→ **SUPPLIED TEXT**:

• • •

Amelia Peabody’s Egypt is in trouble with the theft of a famous pharaoh. Is John Smythe at his old tricks again? It’s up to Vicky Bliss, art historian and amateur sleuth, to clear his name.
Did Elizabeth Peters really write this? By herself? Did Vicky Bliss die and an alien plant became human to take over her life, imperfectly, insufficiently? For everything about this Vicky falls short of the character from Borrower of the Night to Night Train to Memphis. What happened to the charm, sharp wit, and diabolical intelligence? Lost to the technological marvels of the 21st century?
Did Elizabeth make a cameo appearance?
Transplanted from 1994 (when the last Vicky Bliss was published) to 2008, Vicky Bliss along with John Smythe (master thief, lover, and frequent adversary) and Herr Dr. Anton Schmidt (museum director, bossy boss) often sound disoriented and out-of-character, clumsy where once she sizzled with energy.

• • •

Data records
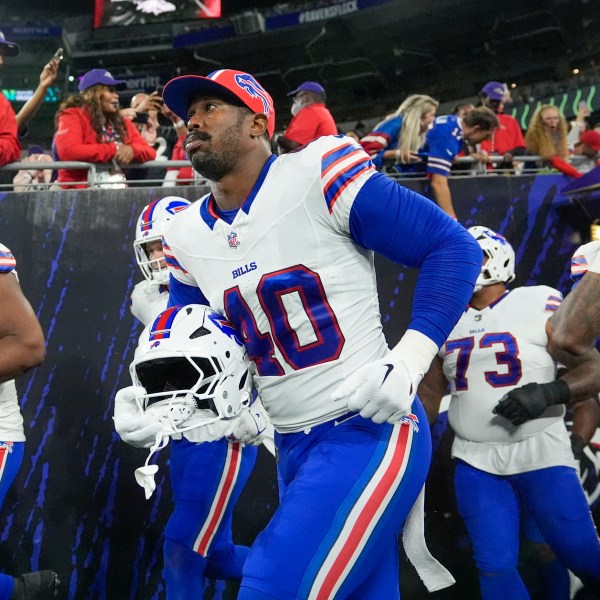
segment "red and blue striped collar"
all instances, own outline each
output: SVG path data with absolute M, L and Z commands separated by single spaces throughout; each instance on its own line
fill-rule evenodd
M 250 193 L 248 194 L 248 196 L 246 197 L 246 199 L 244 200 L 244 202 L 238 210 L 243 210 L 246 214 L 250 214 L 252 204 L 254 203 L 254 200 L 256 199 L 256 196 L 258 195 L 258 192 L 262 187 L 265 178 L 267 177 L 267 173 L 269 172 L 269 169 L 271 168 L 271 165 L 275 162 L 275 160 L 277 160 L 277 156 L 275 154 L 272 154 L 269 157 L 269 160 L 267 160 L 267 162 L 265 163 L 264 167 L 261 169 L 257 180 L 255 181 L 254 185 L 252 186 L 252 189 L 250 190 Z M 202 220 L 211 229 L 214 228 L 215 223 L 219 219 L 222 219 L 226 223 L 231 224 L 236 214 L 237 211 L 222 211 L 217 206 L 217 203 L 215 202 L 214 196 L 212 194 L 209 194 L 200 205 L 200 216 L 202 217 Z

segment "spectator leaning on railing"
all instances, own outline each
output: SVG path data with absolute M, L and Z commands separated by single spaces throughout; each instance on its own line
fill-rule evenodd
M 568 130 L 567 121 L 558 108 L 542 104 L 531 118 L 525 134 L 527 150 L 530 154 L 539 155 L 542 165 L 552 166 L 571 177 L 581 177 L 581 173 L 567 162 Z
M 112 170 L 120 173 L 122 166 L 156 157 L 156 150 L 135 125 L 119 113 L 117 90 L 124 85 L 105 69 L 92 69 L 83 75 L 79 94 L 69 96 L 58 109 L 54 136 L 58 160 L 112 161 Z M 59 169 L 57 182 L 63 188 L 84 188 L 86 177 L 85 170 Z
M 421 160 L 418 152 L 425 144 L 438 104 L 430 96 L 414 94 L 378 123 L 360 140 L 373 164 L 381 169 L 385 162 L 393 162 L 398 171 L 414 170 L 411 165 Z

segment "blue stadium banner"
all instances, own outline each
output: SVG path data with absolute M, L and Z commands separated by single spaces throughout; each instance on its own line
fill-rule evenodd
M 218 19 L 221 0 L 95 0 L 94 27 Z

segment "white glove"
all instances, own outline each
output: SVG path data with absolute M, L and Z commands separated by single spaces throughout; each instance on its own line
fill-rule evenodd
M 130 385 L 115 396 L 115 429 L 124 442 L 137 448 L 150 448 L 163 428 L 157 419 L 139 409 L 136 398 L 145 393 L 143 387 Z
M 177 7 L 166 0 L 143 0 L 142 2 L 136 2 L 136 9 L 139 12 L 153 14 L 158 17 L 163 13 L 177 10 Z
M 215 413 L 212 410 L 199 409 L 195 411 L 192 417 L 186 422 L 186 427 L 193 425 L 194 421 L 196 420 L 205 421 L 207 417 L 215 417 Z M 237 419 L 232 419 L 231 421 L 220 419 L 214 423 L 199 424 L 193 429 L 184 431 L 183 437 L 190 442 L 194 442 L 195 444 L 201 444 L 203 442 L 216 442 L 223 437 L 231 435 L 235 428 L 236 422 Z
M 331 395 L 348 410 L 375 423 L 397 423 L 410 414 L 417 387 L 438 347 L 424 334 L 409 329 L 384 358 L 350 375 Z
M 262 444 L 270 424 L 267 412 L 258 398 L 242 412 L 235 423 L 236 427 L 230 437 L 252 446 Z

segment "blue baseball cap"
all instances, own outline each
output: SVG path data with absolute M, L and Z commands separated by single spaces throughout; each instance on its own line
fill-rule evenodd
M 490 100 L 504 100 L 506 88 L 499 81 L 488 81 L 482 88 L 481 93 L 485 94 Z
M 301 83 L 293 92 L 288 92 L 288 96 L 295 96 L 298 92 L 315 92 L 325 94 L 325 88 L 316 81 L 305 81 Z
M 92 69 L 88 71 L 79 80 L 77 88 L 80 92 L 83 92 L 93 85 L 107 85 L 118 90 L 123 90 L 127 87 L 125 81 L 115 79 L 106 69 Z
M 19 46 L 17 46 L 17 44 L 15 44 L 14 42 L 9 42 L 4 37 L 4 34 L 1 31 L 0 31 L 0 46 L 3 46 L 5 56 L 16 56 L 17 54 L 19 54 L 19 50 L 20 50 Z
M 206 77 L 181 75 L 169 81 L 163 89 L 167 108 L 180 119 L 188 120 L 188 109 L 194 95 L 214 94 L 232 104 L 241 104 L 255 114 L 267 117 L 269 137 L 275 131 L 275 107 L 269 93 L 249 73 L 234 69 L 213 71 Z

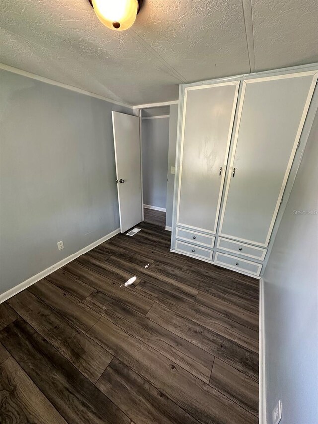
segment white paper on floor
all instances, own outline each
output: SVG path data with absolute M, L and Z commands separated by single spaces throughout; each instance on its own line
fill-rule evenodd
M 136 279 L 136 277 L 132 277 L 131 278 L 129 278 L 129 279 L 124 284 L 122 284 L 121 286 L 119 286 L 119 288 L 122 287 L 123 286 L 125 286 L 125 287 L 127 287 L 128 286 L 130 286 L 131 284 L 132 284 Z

• • •

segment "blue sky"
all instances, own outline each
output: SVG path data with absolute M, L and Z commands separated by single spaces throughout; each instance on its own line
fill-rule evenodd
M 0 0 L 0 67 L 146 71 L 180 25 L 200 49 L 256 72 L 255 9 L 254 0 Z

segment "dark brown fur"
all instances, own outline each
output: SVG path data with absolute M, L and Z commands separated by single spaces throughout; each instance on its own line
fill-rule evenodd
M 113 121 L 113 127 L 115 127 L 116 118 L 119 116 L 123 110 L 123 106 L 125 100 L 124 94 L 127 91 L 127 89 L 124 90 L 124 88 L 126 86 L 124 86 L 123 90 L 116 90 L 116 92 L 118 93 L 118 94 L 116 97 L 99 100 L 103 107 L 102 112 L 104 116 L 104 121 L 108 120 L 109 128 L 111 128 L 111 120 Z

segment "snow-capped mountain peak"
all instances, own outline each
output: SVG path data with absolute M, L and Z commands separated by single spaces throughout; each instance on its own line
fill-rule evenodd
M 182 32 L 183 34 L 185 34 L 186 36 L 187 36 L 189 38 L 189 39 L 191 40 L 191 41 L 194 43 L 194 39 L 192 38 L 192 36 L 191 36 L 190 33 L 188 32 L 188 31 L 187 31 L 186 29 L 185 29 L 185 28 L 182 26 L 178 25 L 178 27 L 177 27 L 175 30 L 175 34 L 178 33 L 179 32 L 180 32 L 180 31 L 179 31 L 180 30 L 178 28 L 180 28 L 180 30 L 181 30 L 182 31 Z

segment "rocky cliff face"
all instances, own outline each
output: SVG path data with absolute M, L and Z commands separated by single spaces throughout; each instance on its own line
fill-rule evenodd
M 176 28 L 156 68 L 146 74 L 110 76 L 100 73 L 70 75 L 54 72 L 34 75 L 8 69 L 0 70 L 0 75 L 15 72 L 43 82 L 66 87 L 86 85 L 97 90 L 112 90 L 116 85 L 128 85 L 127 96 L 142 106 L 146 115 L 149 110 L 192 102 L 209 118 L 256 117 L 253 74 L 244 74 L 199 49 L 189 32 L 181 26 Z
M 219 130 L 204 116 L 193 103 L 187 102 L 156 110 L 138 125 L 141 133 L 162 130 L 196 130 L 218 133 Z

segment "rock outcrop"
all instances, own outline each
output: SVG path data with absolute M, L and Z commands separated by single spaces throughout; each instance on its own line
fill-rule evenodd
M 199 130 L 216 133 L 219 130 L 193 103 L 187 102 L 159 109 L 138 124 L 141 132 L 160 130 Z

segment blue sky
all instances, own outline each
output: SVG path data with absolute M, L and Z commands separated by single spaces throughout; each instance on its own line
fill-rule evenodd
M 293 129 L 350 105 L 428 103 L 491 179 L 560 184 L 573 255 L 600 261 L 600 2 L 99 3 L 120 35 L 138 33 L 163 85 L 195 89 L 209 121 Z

• • •

→ **WHAT YOU WILL DO**:
1: Sum up the Vicky Bliss review in two sentences.
2: In the data records, take the lines starting with the line with "and blue striped" and going on through the line with "M 250 193 L", and swap "own outline" for "separate outline". Return only those lines, otherwise unchanged.

→ **THE REPLIES**:
1: In the book, Amelia Peabody's Egypt is in trouble over the theft of a famous pharaoh, and art historian and amateur sleuth Vicky Bliss must clear John Smythe's name. The review doubts that Elizabeth Peters wrote it alone, finds that this Vicky falls short of the earlier character, and says that, moved from 1994 to 2008, she, Smythe and Schmidt often sound disoriented and out-of-character.

2:
segment "red and blue striped collar"
all instances, separate outline each
output: SVG path data with absolute M, L and Z commands separated by single spaces throughout; each instance on its own line
fill-rule evenodd
M 250 193 L 248 194 L 248 196 L 246 197 L 246 199 L 244 200 L 244 202 L 238 210 L 243 210 L 246 214 L 250 214 L 252 204 L 254 203 L 254 200 L 256 199 L 256 196 L 258 195 L 258 192 L 262 187 L 265 178 L 267 177 L 267 173 L 269 172 L 269 169 L 271 168 L 271 165 L 275 162 L 275 160 L 277 160 L 277 156 L 275 154 L 272 154 L 269 157 L 269 160 L 267 160 L 267 162 L 265 163 L 264 167 L 261 169 L 257 180 L 255 181 L 254 185 L 252 186 L 252 189 L 250 190 Z M 202 220 L 211 229 L 214 228 L 215 223 L 219 219 L 222 219 L 226 223 L 231 224 L 236 214 L 237 211 L 222 211 L 217 206 L 217 203 L 215 202 L 214 196 L 212 194 L 209 194 L 200 205 L 200 216 L 202 217 Z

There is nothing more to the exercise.